Rows from a data source:
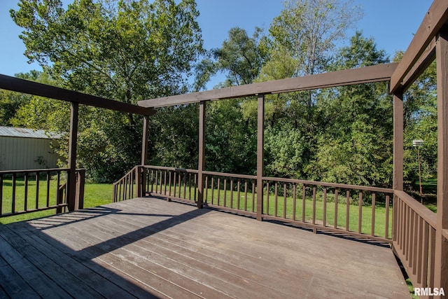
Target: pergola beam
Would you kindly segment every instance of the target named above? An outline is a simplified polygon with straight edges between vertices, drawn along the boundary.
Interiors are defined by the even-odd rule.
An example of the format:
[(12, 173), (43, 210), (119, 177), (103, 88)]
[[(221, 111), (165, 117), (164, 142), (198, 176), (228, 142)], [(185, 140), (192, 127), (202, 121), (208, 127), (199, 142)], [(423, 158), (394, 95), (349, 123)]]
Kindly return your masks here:
[(137, 104), (143, 107), (157, 108), (201, 101), (250, 97), (260, 94), (268, 95), (386, 81), (391, 78), (397, 65), (398, 64), (395, 63), (379, 64), (303, 77), (232, 86), (204, 92), (146, 99), (139, 101)]
[[(403, 79), (420, 59), (442, 27), (448, 20), (448, 1), (434, 0), (391, 78), (391, 93), (403, 89)], [(409, 83), (409, 82), (408, 82)], [(407, 84), (408, 85), (408, 84)]]
[(152, 116), (155, 113), (155, 109), (1, 74), (0, 74), (0, 89), (130, 113)]

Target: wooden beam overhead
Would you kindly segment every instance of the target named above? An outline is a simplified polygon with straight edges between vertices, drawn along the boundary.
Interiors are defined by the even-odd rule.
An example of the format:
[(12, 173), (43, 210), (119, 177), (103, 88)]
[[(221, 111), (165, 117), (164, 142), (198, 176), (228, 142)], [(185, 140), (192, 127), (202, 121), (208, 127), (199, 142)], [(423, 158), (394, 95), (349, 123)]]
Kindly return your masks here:
[(425, 71), (429, 65), (435, 59), (435, 37), (433, 39), (426, 47), (426, 49), (420, 55), (420, 58), (416, 61), (414, 67), (407, 72), (401, 83), (402, 90), (406, 90), (409, 87), (419, 78), (419, 76)]
[(0, 74), (0, 89), (60, 99), (120, 112), (152, 116), (155, 109)]
[(260, 94), (274, 94), (386, 81), (391, 78), (397, 65), (398, 64), (395, 63), (379, 64), (303, 77), (232, 86), (204, 92), (146, 99), (139, 101), (137, 104), (143, 107), (157, 108)]
[(447, 20), (448, 1), (434, 0), (391, 78), (391, 93), (404, 88), (403, 79)]

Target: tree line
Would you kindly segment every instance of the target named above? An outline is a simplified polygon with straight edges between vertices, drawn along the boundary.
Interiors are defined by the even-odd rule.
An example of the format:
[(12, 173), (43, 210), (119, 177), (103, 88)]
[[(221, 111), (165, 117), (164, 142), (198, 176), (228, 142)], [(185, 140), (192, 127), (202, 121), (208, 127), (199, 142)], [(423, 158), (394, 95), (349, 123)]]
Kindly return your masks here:
[[(23, 29), (25, 55), (42, 71), (21, 78), (131, 104), (216, 88), (249, 84), (391, 62), (357, 31), (351, 1), (288, 0), (267, 30), (232, 28), (219, 48), (203, 48), (194, 0), (21, 0), (11, 11)], [(346, 46), (337, 47), (337, 45)], [(399, 61), (402, 53), (395, 53)], [(407, 181), (418, 179), (412, 140), (425, 141), (423, 173), (437, 165), (435, 67), (405, 95)], [(206, 122), (206, 169), (253, 174), (256, 169), (255, 98), (211, 102)], [(66, 134), (69, 106), (0, 90), (0, 123)], [(197, 104), (159, 109), (150, 118), (150, 163), (197, 167)], [(389, 187), (392, 97), (385, 83), (267, 95), (265, 175)], [(139, 164), (142, 120), (94, 107), (80, 109), (78, 161), (90, 179), (110, 182)], [(63, 139), (58, 152), (66, 156)], [(64, 163), (64, 161), (62, 161)]]

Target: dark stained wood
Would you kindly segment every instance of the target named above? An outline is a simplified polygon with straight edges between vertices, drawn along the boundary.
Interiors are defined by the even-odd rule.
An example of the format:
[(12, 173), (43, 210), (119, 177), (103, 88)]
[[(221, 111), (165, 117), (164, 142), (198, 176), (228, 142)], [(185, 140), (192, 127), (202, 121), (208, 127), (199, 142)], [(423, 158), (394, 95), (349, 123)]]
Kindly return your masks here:
[(448, 20), (448, 1), (434, 0), (391, 78), (391, 92), (402, 89), (402, 81)]
[(152, 116), (155, 109), (148, 109), (122, 102), (114, 101), (100, 97), (69, 90), (64, 88), (38, 83), (0, 74), (0, 89), (38, 95), (50, 99), (76, 102), (95, 107), (105, 108), (121, 112)]
[(197, 160), (197, 207), (202, 207), (204, 202), (204, 167), (205, 165), (205, 114), (206, 102), (199, 105), (199, 153)]
[[(69, 172), (67, 176), (67, 204), (69, 211), (76, 209), (76, 148), (78, 143), (78, 103), (72, 102), (70, 110), (70, 137), (69, 139)], [(38, 198), (38, 197), (37, 197)]]
[(406, 90), (435, 59), (435, 38), (433, 38), (415, 64), (403, 78), (402, 90)]
[[(263, 213), (263, 174), (265, 169), (265, 95), (258, 95), (257, 116), (257, 220), (262, 220)], [(269, 194), (269, 189), (266, 190)], [(267, 201), (269, 202), (269, 200)], [(269, 207), (267, 207), (269, 214)]]
[[(447, 4), (448, 6), (448, 4)], [(440, 32), (436, 45), (438, 106), (437, 226), (434, 287), (448, 289), (448, 28)]]
[(410, 296), (387, 246), (150, 197), (3, 225), (0, 241), (0, 290), (24, 298)]
[(239, 86), (174, 95), (158, 99), (139, 101), (142, 107), (163, 107), (201, 101), (215, 101), (261, 94), (274, 94), (299, 90), (309, 90), (370, 82), (388, 81), (398, 64), (379, 64), (358, 69), (332, 71), (304, 77), (290, 78)]

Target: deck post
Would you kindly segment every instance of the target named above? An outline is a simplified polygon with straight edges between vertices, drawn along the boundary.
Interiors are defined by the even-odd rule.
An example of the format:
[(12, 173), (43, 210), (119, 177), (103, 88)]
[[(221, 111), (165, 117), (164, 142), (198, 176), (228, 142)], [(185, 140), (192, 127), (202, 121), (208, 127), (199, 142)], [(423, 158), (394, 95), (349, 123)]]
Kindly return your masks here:
[(443, 230), (448, 229), (448, 28), (437, 38), (438, 167), (437, 224), (434, 288), (448, 291), (448, 242)]
[(69, 168), (67, 178), (67, 204), (69, 211), (76, 207), (76, 146), (79, 104), (72, 102), (70, 109), (70, 139), (69, 141)]
[[(393, 92), (393, 180), (394, 190), (403, 190), (403, 93), (401, 90)], [(397, 236), (397, 196), (393, 195), (392, 211), (392, 239), (396, 241)]]
[[(143, 136), (141, 137), (141, 161), (142, 166), (146, 165), (148, 163), (148, 120), (149, 119), (148, 116), (144, 116), (143, 118)], [(137, 167), (135, 176), (136, 195), (138, 197), (145, 195), (146, 193), (146, 171), (145, 167)]]
[(84, 186), (85, 185), (85, 169), (76, 172), (76, 200), (78, 209), (84, 209)]
[(260, 94), (257, 116), (257, 220), (262, 220), (265, 144), (265, 95)]
[(199, 104), (199, 158), (197, 161), (197, 208), (204, 202), (204, 165), (205, 164), (205, 110), (206, 102)]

▶ Your goal:
Reproduce every row above word for word, but omit the pictures.

▶ Result for this exercise:
Target: pergola beam
Would you kindly segment every instance of the target named above? An outline is a simplified polygon with straight edges between vertices, drawn along the boundary.
Interiors are defined by the even-odd rule.
An example of the format:
[(12, 173), (43, 210), (119, 177), (103, 88)]
[[(221, 111), (165, 117), (164, 142), (198, 176), (228, 142)], [(185, 140), (192, 127), (202, 121), (208, 127), (199, 142)], [(423, 158), (394, 95), (349, 123)]]
Kindly return your masks here:
[(137, 104), (143, 107), (157, 108), (201, 101), (250, 97), (260, 94), (268, 95), (386, 81), (391, 78), (397, 65), (398, 64), (395, 63), (379, 64), (303, 77), (232, 86), (204, 92), (146, 99), (139, 101)]
[[(403, 79), (420, 59), (442, 27), (448, 20), (448, 1), (434, 0), (391, 78), (391, 93), (403, 89)], [(409, 83), (409, 82), (408, 82)], [(407, 84), (408, 85), (408, 84)]]
[(152, 116), (155, 113), (155, 109), (1, 74), (0, 74), (0, 89), (130, 113)]

Target: wooden beam overhead
Would you kindly segment every instance of the target named above? An outline is a simplified polygon with straight edges between vertices, drawn along the boundary.
Interiors are defined by the even-odd rule.
An example of the format:
[(12, 173), (43, 210), (119, 177), (103, 88)]
[[(221, 111), (165, 117), (164, 142), (198, 176), (228, 142)], [(185, 140), (192, 127), (202, 121), (208, 127), (199, 142)], [(423, 158), (394, 95), (349, 123)]]
Kindly return your masks here:
[(425, 71), (429, 65), (435, 59), (435, 37), (433, 39), (426, 47), (426, 49), (420, 55), (420, 58), (416, 61), (414, 67), (407, 72), (401, 83), (402, 90), (406, 90), (409, 87), (419, 78), (419, 76)]
[(0, 74), (0, 89), (60, 99), (120, 112), (152, 116), (155, 109)]
[(260, 94), (274, 94), (386, 81), (391, 78), (397, 65), (398, 64), (395, 63), (379, 64), (303, 77), (232, 86), (204, 92), (146, 99), (139, 101), (137, 104), (143, 107), (157, 108)]
[(447, 20), (448, 1), (434, 0), (391, 78), (391, 93), (404, 88), (403, 79)]

Target: tree line
Would you kindly segment every instance of the target named above? An outline is a simplified polygon with straight edges between vertices, drawn along the boundary.
Interiors are defined by the even-odd rule.
An example of the format:
[(12, 173), (43, 210), (119, 177), (103, 88)]
[[(221, 111), (165, 117), (164, 142), (198, 176), (228, 142)], [(185, 140), (192, 127), (202, 121), (208, 127), (199, 142)], [(423, 158), (394, 95), (349, 123)]]
Kindly return your masks here:
[[(23, 29), (25, 55), (42, 71), (21, 78), (131, 104), (216, 88), (249, 84), (391, 62), (357, 31), (351, 1), (288, 0), (267, 30), (232, 28), (219, 48), (203, 48), (194, 0), (21, 0), (11, 11)], [(346, 46), (337, 47), (337, 45)], [(399, 61), (402, 53), (395, 53)], [(407, 181), (418, 179), (412, 140), (425, 141), (423, 173), (437, 165), (435, 67), (405, 95)], [(206, 122), (206, 169), (253, 174), (256, 169), (255, 98), (211, 102)], [(66, 134), (69, 106), (0, 90), (0, 123)], [(197, 104), (159, 109), (150, 118), (150, 163), (197, 167)], [(389, 187), (392, 97), (385, 83), (267, 95), (265, 175)], [(139, 164), (142, 120), (94, 107), (80, 109), (78, 161), (90, 179), (110, 182)], [(63, 139), (58, 152), (66, 156)], [(64, 163), (64, 161), (62, 161)]]

Target: dark stained wood
Would you kindly segment every instance of the target named above? An outline is a simplified polygon with straight edges between vertices, drawn along the boundary.
Interiors are defined by the even-odd rule.
An example of the format:
[(12, 173), (43, 210), (119, 177), (103, 88)]
[[(221, 111), (165, 117), (164, 142), (198, 176), (228, 142)], [(185, 140), (192, 127), (202, 121), (208, 127), (199, 142)], [(423, 158), (394, 95), (349, 123)]]
Kindly return your masks here:
[(448, 20), (448, 1), (434, 0), (391, 78), (391, 92), (402, 89), (402, 81)]
[(152, 116), (155, 109), (148, 109), (122, 102), (114, 101), (100, 97), (69, 90), (64, 88), (38, 83), (0, 74), (0, 89), (38, 95), (50, 99), (76, 102), (95, 107), (105, 108), (121, 112)]
[(197, 160), (197, 207), (202, 207), (204, 202), (204, 167), (205, 165), (205, 114), (206, 102), (199, 105), (199, 153)]
[[(69, 172), (67, 176), (67, 204), (69, 211), (76, 209), (76, 148), (78, 143), (78, 103), (72, 102), (70, 110), (70, 137), (69, 139)], [(38, 198), (38, 197), (37, 197)]]
[(406, 90), (435, 59), (435, 38), (433, 38), (415, 64), (403, 78), (402, 90)]
[[(263, 213), (263, 174), (265, 169), (265, 95), (258, 95), (257, 116), (257, 220), (262, 220)], [(269, 194), (269, 189), (266, 190)], [(267, 201), (269, 202), (269, 200)], [(269, 207), (267, 207), (269, 214)]]
[[(447, 4), (448, 6), (448, 4)], [(440, 32), (436, 45), (438, 106), (437, 226), (434, 287), (448, 289), (448, 28)]]
[(410, 296), (387, 246), (150, 197), (3, 225), (0, 241), (0, 290), (24, 298)]
[(239, 86), (174, 95), (158, 99), (139, 101), (142, 107), (163, 107), (201, 101), (215, 101), (261, 94), (274, 94), (299, 90), (309, 90), (370, 82), (388, 81), (398, 64), (379, 64), (358, 69), (332, 71), (304, 77), (290, 78)]

Target: deck post
Would you kindly segment every instance of the target named above? An outline is a simplified polygon with straight edges between vertices, drawn along the boundary.
Interiors are defined by the even-odd rule.
An example of the format:
[(12, 173), (43, 210), (119, 177), (103, 88)]
[[(221, 111), (165, 117), (164, 142), (198, 176), (228, 142)], [(185, 140), (192, 127), (202, 121), (208, 127), (199, 142)], [(423, 158), (394, 95), (349, 123)]]
Kindly return your masks here:
[(443, 230), (448, 229), (448, 28), (437, 38), (438, 167), (437, 224), (434, 288), (448, 291), (448, 242)]
[(69, 168), (67, 178), (67, 204), (69, 211), (76, 207), (76, 146), (79, 104), (72, 102), (70, 109), (70, 139), (69, 141)]
[[(393, 92), (393, 180), (394, 190), (403, 190), (403, 93), (401, 90)], [(397, 236), (397, 196), (393, 195), (392, 211), (392, 239), (396, 241)]]
[[(143, 136), (141, 137), (141, 161), (142, 166), (146, 165), (148, 163), (148, 120), (149, 119), (148, 116), (144, 116), (143, 118)], [(137, 167), (135, 176), (136, 195), (138, 197), (145, 195), (146, 193), (146, 171), (145, 167)]]
[(84, 186), (85, 185), (85, 169), (76, 172), (76, 200), (78, 209), (84, 209)]
[(260, 94), (257, 116), (257, 220), (262, 220), (265, 144), (265, 95)]
[(199, 104), (199, 158), (197, 161), (197, 208), (204, 202), (204, 165), (205, 164), (205, 110), (206, 102)]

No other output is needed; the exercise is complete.